>> Start PROVIDED ENTRIES

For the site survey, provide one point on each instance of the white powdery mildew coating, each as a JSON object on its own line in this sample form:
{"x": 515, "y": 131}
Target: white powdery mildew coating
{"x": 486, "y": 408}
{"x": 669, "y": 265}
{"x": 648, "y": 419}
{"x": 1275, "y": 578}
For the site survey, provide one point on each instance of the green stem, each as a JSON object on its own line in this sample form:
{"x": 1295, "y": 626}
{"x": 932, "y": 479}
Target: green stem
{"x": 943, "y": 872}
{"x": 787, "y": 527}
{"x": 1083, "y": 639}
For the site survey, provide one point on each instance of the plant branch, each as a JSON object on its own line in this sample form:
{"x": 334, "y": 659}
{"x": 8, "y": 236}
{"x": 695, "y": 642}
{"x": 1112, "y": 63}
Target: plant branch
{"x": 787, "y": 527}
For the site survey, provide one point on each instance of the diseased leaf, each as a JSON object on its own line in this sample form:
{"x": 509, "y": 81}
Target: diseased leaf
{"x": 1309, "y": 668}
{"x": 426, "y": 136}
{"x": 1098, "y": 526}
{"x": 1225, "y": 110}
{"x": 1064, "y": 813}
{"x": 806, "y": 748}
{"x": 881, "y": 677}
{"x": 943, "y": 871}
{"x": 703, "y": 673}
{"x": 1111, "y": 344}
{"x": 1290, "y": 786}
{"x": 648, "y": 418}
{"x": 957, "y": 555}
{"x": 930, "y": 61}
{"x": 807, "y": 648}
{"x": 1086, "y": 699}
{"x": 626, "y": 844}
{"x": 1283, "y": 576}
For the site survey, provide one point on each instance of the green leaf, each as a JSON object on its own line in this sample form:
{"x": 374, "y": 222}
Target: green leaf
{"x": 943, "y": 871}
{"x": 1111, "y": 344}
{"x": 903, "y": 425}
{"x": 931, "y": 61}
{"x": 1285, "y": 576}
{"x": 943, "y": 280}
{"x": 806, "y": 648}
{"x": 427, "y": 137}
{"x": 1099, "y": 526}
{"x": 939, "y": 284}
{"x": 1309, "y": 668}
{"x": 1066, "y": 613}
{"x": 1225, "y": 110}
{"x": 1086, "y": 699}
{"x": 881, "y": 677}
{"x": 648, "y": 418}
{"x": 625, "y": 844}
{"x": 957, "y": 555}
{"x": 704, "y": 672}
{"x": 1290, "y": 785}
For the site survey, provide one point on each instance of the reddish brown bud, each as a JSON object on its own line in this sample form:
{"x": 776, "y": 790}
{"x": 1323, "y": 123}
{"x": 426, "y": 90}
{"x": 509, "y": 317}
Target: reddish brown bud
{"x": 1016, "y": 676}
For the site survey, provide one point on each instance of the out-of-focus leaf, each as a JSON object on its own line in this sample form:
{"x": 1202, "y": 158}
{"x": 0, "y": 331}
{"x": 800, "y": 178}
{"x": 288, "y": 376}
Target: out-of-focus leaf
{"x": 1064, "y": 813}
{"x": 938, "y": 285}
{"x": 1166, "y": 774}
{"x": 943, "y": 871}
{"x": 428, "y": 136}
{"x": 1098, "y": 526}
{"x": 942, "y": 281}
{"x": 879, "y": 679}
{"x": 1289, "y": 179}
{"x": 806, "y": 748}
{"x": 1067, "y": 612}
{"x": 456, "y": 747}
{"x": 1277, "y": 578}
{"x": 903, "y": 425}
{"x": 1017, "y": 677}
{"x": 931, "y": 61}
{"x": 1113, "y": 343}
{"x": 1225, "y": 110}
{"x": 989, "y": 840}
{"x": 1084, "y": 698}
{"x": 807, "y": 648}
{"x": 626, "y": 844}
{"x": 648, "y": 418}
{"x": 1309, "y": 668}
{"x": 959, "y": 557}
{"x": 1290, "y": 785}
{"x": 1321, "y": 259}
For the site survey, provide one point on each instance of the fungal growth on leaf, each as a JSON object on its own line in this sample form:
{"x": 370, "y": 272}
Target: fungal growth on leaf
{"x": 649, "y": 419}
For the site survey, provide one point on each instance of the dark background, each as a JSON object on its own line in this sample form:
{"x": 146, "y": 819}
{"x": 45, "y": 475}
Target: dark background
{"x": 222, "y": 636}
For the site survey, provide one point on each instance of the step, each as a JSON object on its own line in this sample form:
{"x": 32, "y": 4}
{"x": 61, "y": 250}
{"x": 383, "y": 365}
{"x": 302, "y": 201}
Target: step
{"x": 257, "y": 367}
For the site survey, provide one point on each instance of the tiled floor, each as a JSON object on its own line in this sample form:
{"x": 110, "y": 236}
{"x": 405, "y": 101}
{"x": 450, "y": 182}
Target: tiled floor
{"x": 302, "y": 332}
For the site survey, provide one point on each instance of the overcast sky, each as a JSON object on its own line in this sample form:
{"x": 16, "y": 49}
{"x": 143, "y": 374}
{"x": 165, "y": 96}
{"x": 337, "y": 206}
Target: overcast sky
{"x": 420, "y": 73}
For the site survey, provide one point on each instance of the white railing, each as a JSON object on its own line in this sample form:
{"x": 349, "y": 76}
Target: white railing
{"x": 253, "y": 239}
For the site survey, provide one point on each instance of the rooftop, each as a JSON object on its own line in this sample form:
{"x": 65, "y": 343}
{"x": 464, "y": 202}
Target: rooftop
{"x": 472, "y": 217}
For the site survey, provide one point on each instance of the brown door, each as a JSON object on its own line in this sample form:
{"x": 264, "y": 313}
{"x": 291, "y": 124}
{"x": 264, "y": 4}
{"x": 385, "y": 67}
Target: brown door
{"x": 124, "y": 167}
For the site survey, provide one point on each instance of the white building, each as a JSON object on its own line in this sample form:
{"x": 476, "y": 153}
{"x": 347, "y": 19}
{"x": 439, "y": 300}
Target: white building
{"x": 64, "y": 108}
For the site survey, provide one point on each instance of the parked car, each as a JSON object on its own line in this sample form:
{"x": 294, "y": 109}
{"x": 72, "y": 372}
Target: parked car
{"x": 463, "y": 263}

>> End PROVIDED ENTRIES

GOAL OF THE EXERCISE
Copy out all the entries shown above, character for character.

EXPECTED OUTPUT
For the site survey, provide one point on each instance of the white powdery mildew coating, each as a JSON object on its own line in this sample form:
{"x": 515, "y": 131}
Target: white powdery mildew coating
{"x": 486, "y": 408}
{"x": 669, "y": 265}
{"x": 648, "y": 419}
{"x": 1275, "y": 578}
For the site survey, provide one point on each instance of the green stem, each as a JSON object on its own line in this sample form:
{"x": 1295, "y": 626}
{"x": 932, "y": 479}
Target: green stem
{"x": 943, "y": 872}
{"x": 787, "y": 527}
{"x": 1083, "y": 639}
For the site survey, provide one point on each instance of the plant branch, each as a JSON object on its own line in this sample form:
{"x": 334, "y": 659}
{"x": 8, "y": 236}
{"x": 695, "y": 642}
{"x": 1112, "y": 63}
Target: plant branch
{"x": 787, "y": 527}
For the site survey, provide one point on each instance of the diseased leaf, each as a JSON object on its own line in this sample form:
{"x": 509, "y": 81}
Target: diseased leaf
{"x": 1309, "y": 668}
{"x": 426, "y": 136}
{"x": 1098, "y": 526}
{"x": 1225, "y": 110}
{"x": 1064, "y": 813}
{"x": 806, "y": 748}
{"x": 881, "y": 677}
{"x": 943, "y": 871}
{"x": 703, "y": 673}
{"x": 1111, "y": 344}
{"x": 1290, "y": 786}
{"x": 648, "y": 418}
{"x": 957, "y": 555}
{"x": 930, "y": 61}
{"x": 807, "y": 648}
{"x": 1086, "y": 699}
{"x": 626, "y": 844}
{"x": 1283, "y": 576}
For the site survey, provide one point on each instance of the green leaf, each as a JSON object on its own line in this sample form:
{"x": 374, "y": 222}
Target: green leaf
{"x": 943, "y": 871}
{"x": 1111, "y": 344}
{"x": 903, "y": 425}
{"x": 931, "y": 61}
{"x": 1285, "y": 576}
{"x": 943, "y": 280}
{"x": 806, "y": 648}
{"x": 427, "y": 137}
{"x": 1099, "y": 526}
{"x": 939, "y": 284}
{"x": 1309, "y": 668}
{"x": 1066, "y": 613}
{"x": 1225, "y": 110}
{"x": 1086, "y": 699}
{"x": 881, "y": 677}
{"x": 648, "y": 418}
{"x": 625, "y": 844}
{"x": 957, "y": 555}
{"x": 704, "y": 672}
{"x": 1290, "y": 785}
For the site survey, provide one point on each instance of the reddish brown bud, each as a JSON object on its own line in this sample form:
{"x": 776, "y": 790}
{"x": 1323, "y": 123}
{"x": 426, "y": 90}
{"x": 509, "y": 317}
Target: reddish brown bud
{"x": 1016, "y": 676}
For the site survey, provide one point on each instance of the out-of-focus leaf, each as a JSON object on its own line in this sample form:
{"x": 1202, "y": 158}
{"x": 0, "y": 331}
{"x": 800, "y": 178}
{"x": 288, "y": 376}
Target: out-of-focus leaf
{"x": 1064, "y": 813}
{"x": 938, "y": 285}
{"x": 1166, "y": 774}
{"x": 943, "y": 871}
{"x": 428, "y": 136}
{"x": 1098, "y": 526}
{"x": 942, "y": 281}
{"x": 879, "y": 679}
{"x": 1289, "y": 179}
{"x": 806, "y": 748}
{"x": 1067, "y": 612}
{"x": 456, "y": 747}
{"x": 1277, "y": 578}
{"x": 903, "y": 425}
{"x": 1017, "y": 677}
{"x": 931, "y": 61}
{"x": 1113, "y": 343}
{"x": 1225, "y": 110}
{"x": 989, "y": 840}
{"x": 1084, "y": 698}
{"x": 807, "y": 648}
{"x": 626, "y": 844}
{"x": 648, "y": 418}
{"x": 1309, "y": 668}
{"x": 959, "y": 557}
{"x": 1290, "y": 785}
{"x": 1321, "y": 259}
For the site survey, provide one point on each instance of the fungal growth on leaf, each as a JSON object on its own line in this sample form:
{"x": 370, "y": 272}
Target: fungal growth on leaf
{"x": 649, "y": 419}
For the site survey, provide one point on each instance of the dark background, each as a JSON object on its own line in this sample form:
{"x": 146, "y": 819}
{"x": 45, "y": 475}
Target: dark background
{"x": 222, "y": 636}
For the site survey, provide one point on each instance of the step, each as a JSON object on its own line in this sample form:
{"x": 32, "y": 4}
{"x": 61, "y": 250}
{"x": 383, "y": 365}
{"x": 302, "y": 201}
Target: step
{"x": 257, "y": 367}
For the site survey, provide one point on each instance of the tiled floor, each as a JSON object on its own line in this sample form:
{"x": 110, "y": 236}
{"x": 405, "y": 101}
{"x": 450, "y": 182}
Target: tiled floor
{"x": 302, "y": 332}
For the site survey, provide one point on each instance of the overcast sky, each as a JSON object on its own line in this sample form:
{"x": 16, "y": 49}
{"x": 143, "y": 374}
{"x": 165, "y": 96}
{"x": 337, "y": 206}
Target: overcast sky
{"x": 420, "y": 73}
For the site survey, provide one point on each instance of the white railing, each as a JSON object on its own line in this sample form:
{"x": 349, "y": 76}
Target: white railing
{"x": 253, "y": 239}
For the site survey, provide one point on each instance of the rooftop, each as a JSON object on its own line in this sample form:
{"x": 65, "y": 343}
{"x": 464, "y": 202}
Target: rooftop
{"x": 472, "y": 217}
For the site survey, provide one point on each instance of the brown door, each as a JSON object on its own line in this sample form:
{"x": 264, "y": 313}
{"x": 291, "y": 124}
{"x": 264, "y": 4}
{"x": 385, "y": 67}
Target: brown door
{"x": 124, "y": 167}
For the site survey, provide one point on each instance of the white building, each as a JSON object on its own line in this sample form:
{"x": 476, "y": 153}
{"x": 347, "y": 19}
{"x": 439, "y": 300}
Target: white building
{"x": 64, "y": 108}
For the site survey, provide one point on each instance of the parked car, each as a JSON object on its own line in this sample form:
{"x": 294, "y": 109}
{"x": 72, "y": 372}
Target: parked car
{"x": 463, "y": 263}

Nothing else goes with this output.